Extracted data entries:

--- --- ---

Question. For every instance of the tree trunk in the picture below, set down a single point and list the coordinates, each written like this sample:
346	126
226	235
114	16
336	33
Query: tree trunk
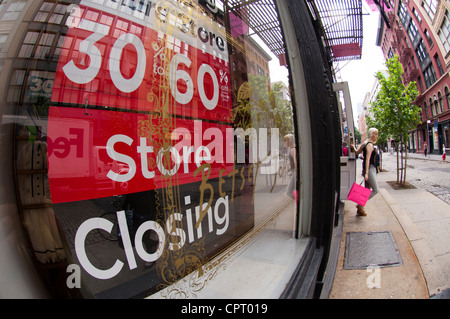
398	168
406	165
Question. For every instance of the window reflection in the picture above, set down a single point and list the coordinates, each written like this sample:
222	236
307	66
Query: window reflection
155	142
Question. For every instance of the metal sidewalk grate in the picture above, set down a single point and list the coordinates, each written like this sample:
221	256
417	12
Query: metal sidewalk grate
369	249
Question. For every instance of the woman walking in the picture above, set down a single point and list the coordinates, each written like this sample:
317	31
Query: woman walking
369	167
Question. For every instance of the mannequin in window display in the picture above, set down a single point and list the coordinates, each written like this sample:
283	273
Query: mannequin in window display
290	144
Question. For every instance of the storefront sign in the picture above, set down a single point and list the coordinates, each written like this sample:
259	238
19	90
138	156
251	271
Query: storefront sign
110	61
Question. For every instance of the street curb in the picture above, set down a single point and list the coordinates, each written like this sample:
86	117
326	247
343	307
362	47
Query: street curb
429	265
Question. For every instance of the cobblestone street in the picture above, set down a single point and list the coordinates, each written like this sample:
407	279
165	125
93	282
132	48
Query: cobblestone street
430	174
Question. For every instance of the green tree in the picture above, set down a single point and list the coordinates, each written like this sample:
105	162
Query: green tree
394	113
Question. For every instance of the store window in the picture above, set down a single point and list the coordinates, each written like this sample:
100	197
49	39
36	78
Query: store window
155	149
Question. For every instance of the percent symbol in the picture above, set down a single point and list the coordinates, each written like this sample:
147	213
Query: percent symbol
223	76
159	51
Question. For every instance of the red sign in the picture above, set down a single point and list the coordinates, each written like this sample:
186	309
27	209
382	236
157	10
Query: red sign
112	62
104	153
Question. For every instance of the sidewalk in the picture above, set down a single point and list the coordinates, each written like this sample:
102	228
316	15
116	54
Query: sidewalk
420	225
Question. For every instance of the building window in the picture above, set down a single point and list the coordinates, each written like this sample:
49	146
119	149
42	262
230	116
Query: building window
412	31
402	13
441	102
430	75
438	62
424	115
9	11
431	108
427	36
430	7
444	32
447	97
421	52
416	14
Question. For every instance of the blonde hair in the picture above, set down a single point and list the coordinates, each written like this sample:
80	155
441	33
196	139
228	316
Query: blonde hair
289	138
370	133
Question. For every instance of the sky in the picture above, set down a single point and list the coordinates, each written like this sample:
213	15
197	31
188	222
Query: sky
360	74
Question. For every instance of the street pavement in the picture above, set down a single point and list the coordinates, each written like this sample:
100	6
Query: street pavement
420	225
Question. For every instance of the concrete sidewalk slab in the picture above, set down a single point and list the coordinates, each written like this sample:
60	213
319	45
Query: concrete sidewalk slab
400	282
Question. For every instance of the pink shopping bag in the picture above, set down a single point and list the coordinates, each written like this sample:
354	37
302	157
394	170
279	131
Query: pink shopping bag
359	194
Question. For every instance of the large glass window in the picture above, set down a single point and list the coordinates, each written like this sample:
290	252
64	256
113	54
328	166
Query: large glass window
444	32
430	7
155	147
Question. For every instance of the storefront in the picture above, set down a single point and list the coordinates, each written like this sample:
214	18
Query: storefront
148	150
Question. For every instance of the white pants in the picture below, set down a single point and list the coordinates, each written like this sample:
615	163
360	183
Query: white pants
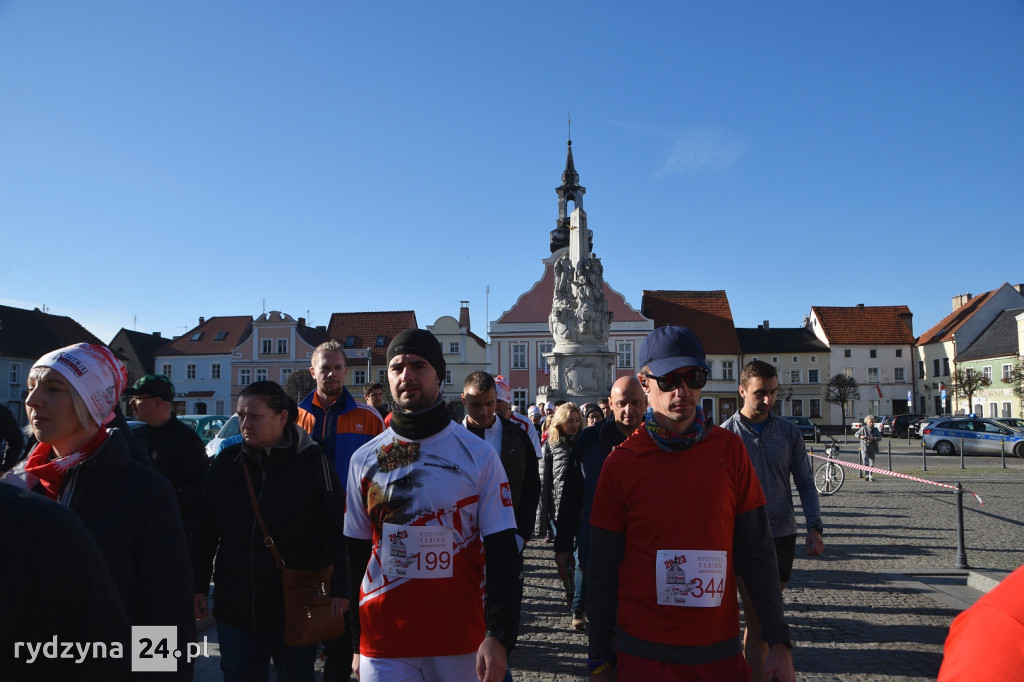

--- --- ---

▶ [TASK ITEM]
Print out each record exactly as shown, but keep the pictures out.

▶ [TASK SOLUTION]
Question. For every instance of the tree trunk in the picture below, set down a single point and list the coordinates, each written like this sample:
346	126
226	235
114	16
336	33
Query: tree trunk
398	168
406	165
Question. For every instance of the window reflection in the picture above, set down a single point and list the coordinates, each written like this sample:
222	236
307	66
Query: window reflection
155	142
Question. For every instance of the metal sidewalk grate in the picture above, set down a single point and list the coordinates, each written like this sample:
221	256
417	12
Query: metal sidewalk grate
369	249
Question. For every instance of the woman walking in the picture above, set down a single point and list the coordinates, each written like this sample:
317	31
Query: woman walking
369	167
Question. For every instance of the mannequin in window display in the picture above, set down a single point and list the coordinates, each written like this sample:
283	273
Query: mannequin in window display
290	144
Question. For every instance of the storefront sign in the picture above, set down a single point and list the coordinates, each written like this sample:
259	238
19	90
138	156
251	271
Query: storefront sign
110	61
Question. For every instance of the street curb in the picture above, set down a single point and list the coordinates, each written like this sample:
86	117
326	247
343	307
362	47
Query: street curb
429	265
Question. For every instance of the cobblestone street in the picture above, set down a single point and list the coordinates, each written like this sample:
407	279
165	125
93	282
132	48
Query: cobblestone street
430	174
Question. For every instance of the green tree in the picture above, set down a single point and list the coordinates, each written like this sample:
105	162
Query: green tree
394	113
Question. For every instance of the store window in the picture above, set down a single point and list the coordinates, each written like this sample:
100	197
49	39
36	78
Query: store window
155	149
Question. For every instance of the percent symbol in the picture above, set down a single point and list the coordinates, each written like this sample:
147	213
Query: percent symbol
223	76
159	51
Question. For every instance of the red sign in the picture above, set down a single point and list the coordinates, each written like this sample:
186	309
27	209
382	236
157	10
Query: red sign
112	62
104	153
Question. For every instance of the sidewalk in the picture above, set down a single point and list the coordinates, each written like this sample:
102	228
316	15
116	54
Query: sidewalk
420	225
Question. For every instance of the building window in the picture above, set down a single point and list the coordinates, each written like this sample:
49	146
119	149
42	262
230	116
Query: building window
412	31
402	13
441	102
430	75
438	62
424	115
9	11
431	108
427	36
430	7
444	32
447	97
421	52
416	14
Question. For every instance of the blonde hair in the picture above, set down a single point and list the coordinates, each written like this sample:
80	155
441	33
196	139
228	316
Query: blonde hair
289	138
370	133
Question. For every instance of the sky in the picture above, set down a single point and list the coordinates, each written like this sample:
213	15
197	31
188	222
Query: sky
360	74
Question. For every instance of the street pavement in the picture above, set down a single point and list the coordinates, each written like this sample:
100	6
Query: street pavement
420	225
Question. For every instance of the concrete sidewalk slab in the picture above, set down a single point and list the coordinates, each written like this sample:
60	213
319	45
Query: concrete sidewalk slab
400	282
Question. For every instance of the pink shopping bag in the picture above, set down a single point and list the coordinates, each written like this sample:
354	37
302	157
394	170
279	131
Query: pink shopping bag
359	194
Question. For every instance of the large glass window in the picture above, set down a single point and list the coordinates, each written like this sample:
290	252
64	256
113	54
328	166
Query: large glass window
444	32
430	7
155	147
Question. For every instance of the storefront in the picture above, set down a single point and list the coordinates, each written like this sample:
214	18
Query: storefront
148	150
Question. For every instance of the white pants in the picture below, set down a single point and list the coordinates, each written like this sample:
615	163
360	183
Query: white pants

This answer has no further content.